►

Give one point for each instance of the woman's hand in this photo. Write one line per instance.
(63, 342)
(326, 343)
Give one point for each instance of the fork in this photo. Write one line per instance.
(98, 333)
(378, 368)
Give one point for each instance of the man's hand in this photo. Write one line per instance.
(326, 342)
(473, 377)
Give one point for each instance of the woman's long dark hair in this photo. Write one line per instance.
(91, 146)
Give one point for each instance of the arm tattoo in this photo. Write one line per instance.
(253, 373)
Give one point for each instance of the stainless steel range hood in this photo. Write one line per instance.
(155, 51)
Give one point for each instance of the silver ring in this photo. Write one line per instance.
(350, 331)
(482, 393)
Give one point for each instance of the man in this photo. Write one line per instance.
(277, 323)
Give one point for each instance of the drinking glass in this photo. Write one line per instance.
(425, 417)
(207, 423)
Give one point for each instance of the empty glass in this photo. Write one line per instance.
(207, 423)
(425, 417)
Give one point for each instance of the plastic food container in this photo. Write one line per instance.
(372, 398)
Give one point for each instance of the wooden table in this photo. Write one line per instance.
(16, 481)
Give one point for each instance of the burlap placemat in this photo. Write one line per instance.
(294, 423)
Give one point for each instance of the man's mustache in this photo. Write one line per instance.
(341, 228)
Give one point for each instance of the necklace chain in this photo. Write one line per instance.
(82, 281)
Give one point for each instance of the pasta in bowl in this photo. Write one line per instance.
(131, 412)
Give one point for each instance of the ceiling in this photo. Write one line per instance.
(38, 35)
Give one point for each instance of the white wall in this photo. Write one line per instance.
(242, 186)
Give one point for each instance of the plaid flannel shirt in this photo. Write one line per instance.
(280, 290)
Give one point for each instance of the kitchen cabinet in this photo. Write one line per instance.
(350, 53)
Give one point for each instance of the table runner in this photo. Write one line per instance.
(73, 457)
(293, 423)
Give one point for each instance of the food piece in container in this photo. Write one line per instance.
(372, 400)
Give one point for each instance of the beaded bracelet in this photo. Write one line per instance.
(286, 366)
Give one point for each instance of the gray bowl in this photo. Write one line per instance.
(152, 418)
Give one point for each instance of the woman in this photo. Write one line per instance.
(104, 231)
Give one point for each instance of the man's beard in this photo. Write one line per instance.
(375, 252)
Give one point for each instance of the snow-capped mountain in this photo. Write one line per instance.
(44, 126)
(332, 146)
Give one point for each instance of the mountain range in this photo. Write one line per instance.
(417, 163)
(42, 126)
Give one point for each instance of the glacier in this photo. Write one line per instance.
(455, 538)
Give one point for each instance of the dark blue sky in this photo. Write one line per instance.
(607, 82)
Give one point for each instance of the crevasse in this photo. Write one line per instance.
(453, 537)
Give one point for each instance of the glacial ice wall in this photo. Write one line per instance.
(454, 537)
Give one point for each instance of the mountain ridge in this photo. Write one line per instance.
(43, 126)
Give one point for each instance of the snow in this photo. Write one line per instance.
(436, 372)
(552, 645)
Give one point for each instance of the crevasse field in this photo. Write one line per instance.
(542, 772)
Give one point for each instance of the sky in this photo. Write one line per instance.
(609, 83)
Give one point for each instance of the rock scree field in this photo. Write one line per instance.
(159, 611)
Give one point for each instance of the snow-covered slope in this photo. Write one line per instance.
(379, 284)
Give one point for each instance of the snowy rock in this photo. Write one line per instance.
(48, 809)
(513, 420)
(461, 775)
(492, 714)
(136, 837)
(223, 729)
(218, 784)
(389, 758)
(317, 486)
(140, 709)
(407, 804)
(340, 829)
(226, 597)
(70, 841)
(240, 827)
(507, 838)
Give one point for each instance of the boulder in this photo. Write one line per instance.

◄

» **What you have to do**
Copy out the stretch from the line containing "Give one point for each instance of the snow-covered" through the end of the records, substituting "snow-dusted rock" for "snowy rock" and changing nothing else.

» **Task response**
Give one point for each instance of the snow-covered slope in this photo. Write one line per instance.
(379, 284)
Give one point for each instance of the snow-dusted rock in this photo. Write one line per instance.
(48, 809)
(513, 420)
(461, 775)
(492, 714)
(136, 837)
(223, 729)
(218, 784)
(389, 758)
(317, 486)
(140, 709)
(407, 804)
(340, 829)
(226, 597)
(70, 841)
(240, 827)
(507, 838)
Give one point for each instance of the boulder in this photo. Write one line per instance.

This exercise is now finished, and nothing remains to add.